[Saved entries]
....
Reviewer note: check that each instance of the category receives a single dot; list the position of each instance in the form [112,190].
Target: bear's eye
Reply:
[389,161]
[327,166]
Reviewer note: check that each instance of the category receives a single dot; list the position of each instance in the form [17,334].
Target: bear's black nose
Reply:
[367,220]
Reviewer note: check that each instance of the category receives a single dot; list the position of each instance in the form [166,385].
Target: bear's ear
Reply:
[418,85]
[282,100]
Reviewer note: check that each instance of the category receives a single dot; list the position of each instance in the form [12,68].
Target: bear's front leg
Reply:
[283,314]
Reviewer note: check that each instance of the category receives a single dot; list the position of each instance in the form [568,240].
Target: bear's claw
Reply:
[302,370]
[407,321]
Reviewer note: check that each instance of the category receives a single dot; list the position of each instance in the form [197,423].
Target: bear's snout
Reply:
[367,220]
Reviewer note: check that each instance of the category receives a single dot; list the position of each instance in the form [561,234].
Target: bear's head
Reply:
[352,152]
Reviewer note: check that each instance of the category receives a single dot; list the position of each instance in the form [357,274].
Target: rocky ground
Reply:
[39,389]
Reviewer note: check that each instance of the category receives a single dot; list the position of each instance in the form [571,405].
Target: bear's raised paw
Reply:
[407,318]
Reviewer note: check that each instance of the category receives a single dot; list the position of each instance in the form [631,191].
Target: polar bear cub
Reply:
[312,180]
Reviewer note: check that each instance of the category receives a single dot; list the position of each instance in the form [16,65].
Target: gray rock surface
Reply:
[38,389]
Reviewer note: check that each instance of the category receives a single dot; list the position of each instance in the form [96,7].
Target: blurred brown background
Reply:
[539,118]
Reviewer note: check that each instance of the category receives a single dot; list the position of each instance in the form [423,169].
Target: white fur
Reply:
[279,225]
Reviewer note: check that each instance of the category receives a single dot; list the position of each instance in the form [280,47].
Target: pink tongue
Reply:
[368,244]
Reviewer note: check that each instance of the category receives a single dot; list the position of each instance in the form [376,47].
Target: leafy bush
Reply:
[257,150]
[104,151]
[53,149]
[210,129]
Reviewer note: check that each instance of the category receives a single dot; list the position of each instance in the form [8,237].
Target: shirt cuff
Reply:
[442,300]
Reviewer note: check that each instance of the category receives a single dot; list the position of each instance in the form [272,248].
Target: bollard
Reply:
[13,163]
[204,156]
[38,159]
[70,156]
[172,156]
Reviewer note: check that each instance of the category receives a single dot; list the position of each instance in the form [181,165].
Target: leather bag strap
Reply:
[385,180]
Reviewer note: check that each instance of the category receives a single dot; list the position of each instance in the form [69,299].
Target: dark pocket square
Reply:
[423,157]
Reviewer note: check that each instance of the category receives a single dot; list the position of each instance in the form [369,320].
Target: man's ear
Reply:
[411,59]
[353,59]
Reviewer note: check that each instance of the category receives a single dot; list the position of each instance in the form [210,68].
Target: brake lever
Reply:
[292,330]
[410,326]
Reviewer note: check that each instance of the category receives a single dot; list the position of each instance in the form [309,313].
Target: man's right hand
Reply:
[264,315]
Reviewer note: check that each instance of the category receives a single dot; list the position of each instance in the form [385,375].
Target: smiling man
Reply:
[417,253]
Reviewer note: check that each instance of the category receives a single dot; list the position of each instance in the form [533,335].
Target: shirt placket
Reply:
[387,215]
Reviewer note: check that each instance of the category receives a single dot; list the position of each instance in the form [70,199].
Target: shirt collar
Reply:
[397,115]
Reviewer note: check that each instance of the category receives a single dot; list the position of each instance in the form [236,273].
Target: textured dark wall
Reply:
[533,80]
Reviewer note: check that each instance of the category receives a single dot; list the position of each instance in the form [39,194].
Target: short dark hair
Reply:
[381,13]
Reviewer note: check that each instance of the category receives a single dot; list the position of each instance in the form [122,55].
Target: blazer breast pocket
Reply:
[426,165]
....
Goal of the exercise:
Only lines with the word "bear" go in the answer. Take them all from the entries above.

Written response:
Target: bear's eye
Target: bear's black nose
Target: bear's ear
Target: bear's front leg
Target: bear's claw
Target: bear's snout
Target: bear's head
Target: bear's raised paw
Target: polar bear cub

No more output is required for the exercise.